Work to do =>
Report every line in the listing below that contains the string "shirt", copying each such line in full. Matching is case-sensitive.

Material shown =>
** START **
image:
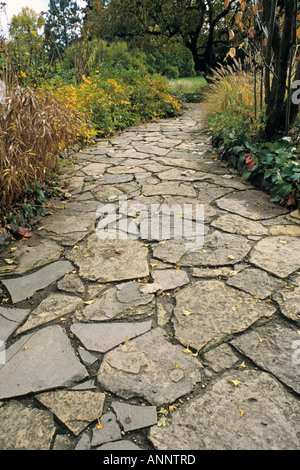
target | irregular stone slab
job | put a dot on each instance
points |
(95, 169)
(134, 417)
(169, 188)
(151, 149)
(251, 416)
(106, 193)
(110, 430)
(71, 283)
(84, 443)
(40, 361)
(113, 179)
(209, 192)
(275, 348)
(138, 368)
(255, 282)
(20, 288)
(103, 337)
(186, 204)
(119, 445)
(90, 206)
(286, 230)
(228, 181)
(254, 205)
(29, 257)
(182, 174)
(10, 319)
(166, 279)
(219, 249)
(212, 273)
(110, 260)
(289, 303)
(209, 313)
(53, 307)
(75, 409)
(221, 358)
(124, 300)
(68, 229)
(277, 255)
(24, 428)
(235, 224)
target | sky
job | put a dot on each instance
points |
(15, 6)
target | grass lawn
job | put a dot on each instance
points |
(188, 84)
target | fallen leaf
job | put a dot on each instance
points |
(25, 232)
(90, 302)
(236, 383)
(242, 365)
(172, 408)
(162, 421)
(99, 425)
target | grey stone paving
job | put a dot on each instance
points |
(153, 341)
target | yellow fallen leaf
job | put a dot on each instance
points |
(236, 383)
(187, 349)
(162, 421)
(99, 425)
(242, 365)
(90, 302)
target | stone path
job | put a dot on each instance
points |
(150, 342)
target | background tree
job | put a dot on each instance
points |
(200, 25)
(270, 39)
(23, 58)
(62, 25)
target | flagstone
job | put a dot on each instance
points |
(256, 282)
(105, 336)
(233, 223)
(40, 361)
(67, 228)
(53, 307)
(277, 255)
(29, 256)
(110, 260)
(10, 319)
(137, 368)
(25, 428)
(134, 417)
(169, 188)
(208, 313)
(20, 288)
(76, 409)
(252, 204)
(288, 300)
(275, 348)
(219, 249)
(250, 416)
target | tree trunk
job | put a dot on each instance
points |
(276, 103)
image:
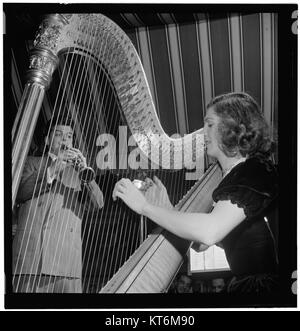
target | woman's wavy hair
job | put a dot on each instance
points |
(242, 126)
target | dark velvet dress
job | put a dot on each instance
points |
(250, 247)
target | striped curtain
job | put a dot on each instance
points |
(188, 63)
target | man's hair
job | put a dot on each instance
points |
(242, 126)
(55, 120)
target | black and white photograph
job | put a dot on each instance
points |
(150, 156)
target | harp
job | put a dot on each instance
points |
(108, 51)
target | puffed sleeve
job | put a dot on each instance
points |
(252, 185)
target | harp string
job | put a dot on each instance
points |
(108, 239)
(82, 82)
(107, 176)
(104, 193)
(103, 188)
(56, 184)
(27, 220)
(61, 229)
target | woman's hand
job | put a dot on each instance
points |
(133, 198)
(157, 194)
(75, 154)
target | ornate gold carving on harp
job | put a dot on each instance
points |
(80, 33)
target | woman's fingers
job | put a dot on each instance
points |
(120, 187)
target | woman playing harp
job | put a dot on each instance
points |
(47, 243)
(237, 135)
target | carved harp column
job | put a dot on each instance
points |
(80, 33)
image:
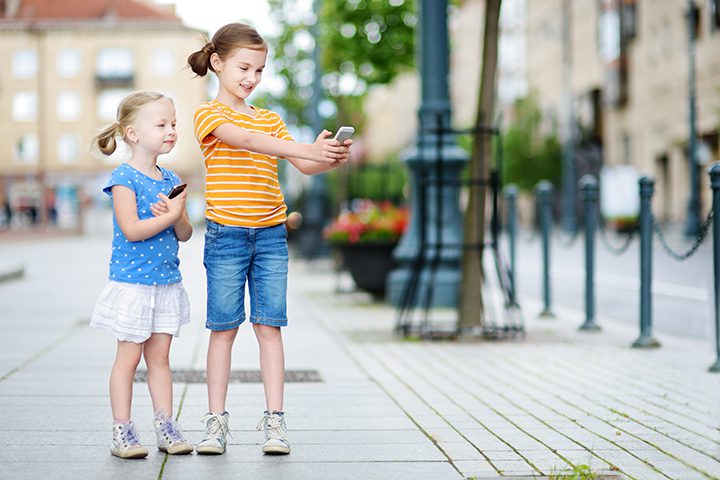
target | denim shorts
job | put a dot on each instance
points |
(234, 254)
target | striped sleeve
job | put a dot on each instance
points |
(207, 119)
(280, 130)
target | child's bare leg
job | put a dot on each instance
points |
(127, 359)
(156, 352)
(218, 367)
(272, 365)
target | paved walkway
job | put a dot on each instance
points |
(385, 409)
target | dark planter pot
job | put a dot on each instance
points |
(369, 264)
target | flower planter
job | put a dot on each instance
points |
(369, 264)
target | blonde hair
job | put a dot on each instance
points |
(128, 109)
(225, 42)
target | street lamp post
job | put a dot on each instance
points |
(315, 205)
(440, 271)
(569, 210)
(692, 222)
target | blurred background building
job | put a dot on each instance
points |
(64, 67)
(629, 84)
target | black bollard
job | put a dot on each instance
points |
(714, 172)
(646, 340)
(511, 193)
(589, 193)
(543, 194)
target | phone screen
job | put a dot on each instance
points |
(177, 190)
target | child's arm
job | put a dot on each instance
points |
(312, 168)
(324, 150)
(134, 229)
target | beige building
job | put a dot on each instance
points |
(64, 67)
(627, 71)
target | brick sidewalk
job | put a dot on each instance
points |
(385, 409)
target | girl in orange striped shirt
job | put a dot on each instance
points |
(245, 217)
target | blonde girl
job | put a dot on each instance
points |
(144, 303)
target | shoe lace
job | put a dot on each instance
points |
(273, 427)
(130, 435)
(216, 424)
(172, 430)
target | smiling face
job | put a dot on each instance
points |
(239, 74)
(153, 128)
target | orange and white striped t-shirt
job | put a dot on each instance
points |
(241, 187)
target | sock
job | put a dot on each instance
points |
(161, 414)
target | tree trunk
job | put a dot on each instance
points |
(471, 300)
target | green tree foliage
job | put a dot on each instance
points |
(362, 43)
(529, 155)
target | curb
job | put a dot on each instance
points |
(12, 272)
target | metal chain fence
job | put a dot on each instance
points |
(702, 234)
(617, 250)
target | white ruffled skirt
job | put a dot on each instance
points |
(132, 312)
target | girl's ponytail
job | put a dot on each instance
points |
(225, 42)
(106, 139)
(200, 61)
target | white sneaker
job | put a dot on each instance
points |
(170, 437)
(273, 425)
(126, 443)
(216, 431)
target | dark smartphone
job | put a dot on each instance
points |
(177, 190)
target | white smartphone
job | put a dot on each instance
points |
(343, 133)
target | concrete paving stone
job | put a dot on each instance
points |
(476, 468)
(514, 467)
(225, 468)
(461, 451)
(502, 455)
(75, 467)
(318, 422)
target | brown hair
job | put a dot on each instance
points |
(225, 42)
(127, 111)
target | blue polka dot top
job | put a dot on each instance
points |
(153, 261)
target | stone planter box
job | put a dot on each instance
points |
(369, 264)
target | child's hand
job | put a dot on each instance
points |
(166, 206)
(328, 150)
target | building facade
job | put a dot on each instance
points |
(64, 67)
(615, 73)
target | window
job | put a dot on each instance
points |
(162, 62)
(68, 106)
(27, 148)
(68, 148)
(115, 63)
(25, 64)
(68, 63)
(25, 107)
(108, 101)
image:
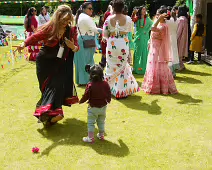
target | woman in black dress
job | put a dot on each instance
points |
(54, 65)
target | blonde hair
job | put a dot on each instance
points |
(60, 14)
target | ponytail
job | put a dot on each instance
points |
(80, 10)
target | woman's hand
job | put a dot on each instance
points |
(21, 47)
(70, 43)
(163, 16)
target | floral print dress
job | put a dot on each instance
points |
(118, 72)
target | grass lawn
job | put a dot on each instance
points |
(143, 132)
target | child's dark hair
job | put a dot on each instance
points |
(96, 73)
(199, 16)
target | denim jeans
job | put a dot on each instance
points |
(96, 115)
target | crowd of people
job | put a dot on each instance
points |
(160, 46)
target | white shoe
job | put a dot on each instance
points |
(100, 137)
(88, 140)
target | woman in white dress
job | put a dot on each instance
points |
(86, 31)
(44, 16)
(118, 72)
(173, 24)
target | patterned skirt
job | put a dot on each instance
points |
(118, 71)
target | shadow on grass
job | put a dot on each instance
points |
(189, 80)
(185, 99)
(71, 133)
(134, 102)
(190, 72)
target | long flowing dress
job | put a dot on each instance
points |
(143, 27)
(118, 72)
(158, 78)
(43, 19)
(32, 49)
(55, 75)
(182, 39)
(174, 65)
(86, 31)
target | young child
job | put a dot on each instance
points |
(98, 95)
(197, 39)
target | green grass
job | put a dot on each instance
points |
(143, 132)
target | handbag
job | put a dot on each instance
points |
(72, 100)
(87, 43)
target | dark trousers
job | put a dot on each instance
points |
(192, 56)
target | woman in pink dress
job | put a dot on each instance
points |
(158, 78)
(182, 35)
** END **
** START **
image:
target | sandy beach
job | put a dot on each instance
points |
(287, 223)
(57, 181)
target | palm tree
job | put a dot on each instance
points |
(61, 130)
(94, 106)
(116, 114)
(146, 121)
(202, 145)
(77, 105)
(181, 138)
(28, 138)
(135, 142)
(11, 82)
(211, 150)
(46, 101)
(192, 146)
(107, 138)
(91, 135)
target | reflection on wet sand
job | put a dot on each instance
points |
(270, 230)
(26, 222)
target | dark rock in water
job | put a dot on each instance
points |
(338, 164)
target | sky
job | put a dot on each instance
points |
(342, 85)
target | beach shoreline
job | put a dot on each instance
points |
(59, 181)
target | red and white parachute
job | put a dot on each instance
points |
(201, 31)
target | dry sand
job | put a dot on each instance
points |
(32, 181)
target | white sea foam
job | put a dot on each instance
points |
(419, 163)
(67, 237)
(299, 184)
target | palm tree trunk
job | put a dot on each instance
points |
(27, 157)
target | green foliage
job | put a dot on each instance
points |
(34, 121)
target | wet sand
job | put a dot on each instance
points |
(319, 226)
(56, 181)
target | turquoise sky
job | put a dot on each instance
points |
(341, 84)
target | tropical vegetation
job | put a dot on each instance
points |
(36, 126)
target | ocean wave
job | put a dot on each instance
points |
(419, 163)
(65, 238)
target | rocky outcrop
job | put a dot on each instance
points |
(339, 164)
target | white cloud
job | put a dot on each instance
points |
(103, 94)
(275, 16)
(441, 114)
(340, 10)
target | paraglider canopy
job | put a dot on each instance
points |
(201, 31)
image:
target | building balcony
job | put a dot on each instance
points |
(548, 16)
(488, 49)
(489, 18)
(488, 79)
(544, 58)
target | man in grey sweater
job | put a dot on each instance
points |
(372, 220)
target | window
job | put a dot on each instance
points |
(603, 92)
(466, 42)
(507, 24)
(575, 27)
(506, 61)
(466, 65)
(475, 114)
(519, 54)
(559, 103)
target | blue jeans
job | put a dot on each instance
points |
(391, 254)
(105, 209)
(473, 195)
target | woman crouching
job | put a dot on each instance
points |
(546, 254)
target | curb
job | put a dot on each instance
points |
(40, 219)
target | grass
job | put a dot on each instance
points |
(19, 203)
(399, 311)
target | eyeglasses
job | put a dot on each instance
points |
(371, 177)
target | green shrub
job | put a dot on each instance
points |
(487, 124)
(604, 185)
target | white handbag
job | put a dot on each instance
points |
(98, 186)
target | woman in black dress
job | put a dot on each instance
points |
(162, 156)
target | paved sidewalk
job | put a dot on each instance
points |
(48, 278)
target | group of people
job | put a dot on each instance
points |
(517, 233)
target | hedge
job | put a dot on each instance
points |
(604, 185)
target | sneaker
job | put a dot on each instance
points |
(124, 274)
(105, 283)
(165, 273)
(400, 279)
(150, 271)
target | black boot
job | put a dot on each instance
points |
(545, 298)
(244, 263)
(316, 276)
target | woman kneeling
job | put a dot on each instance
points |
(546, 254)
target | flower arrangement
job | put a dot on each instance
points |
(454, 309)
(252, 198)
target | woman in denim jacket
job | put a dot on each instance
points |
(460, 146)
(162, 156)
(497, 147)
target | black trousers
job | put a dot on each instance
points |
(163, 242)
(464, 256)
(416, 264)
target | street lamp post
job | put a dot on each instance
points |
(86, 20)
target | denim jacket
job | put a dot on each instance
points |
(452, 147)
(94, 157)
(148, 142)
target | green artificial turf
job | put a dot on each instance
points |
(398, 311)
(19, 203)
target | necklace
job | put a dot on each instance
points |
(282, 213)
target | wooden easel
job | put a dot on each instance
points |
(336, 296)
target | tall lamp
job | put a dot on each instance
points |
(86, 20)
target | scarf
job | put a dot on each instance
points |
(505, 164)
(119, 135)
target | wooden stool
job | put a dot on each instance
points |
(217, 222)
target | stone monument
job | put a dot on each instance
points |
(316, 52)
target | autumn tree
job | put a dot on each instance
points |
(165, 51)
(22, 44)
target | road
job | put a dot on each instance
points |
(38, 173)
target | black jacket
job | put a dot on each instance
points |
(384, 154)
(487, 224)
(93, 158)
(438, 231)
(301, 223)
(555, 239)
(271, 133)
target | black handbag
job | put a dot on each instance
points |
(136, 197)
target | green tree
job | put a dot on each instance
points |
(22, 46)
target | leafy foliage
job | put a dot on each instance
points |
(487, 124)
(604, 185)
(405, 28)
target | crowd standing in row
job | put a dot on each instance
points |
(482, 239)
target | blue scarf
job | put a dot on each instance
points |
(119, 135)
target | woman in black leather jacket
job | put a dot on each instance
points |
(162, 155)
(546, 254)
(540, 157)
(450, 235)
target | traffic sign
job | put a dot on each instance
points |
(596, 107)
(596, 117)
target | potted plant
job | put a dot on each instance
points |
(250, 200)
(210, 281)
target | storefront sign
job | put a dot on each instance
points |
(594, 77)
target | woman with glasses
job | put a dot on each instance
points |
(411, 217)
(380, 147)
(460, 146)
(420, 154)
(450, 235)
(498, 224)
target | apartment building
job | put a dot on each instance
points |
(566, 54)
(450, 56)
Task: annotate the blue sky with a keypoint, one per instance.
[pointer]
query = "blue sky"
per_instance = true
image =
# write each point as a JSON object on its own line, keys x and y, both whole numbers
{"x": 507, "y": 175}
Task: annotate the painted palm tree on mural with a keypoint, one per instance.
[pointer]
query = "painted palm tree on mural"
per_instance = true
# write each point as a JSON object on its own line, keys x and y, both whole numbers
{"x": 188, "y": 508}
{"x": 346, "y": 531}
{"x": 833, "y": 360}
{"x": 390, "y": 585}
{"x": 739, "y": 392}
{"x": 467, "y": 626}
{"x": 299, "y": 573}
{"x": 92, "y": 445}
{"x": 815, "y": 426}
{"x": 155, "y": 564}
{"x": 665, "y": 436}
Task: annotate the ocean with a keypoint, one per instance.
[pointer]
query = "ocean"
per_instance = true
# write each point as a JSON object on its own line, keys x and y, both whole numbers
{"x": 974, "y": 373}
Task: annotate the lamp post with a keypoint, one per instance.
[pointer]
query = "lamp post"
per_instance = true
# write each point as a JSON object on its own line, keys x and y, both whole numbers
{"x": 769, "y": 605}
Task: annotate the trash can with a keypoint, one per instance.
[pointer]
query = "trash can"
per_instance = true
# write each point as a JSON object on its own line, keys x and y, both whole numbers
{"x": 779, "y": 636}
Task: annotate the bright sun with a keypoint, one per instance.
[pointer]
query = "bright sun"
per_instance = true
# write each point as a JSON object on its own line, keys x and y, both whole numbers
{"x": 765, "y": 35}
** END **
The response =>
target | girl in orange striped shirt
target | orange and white striped t-shirt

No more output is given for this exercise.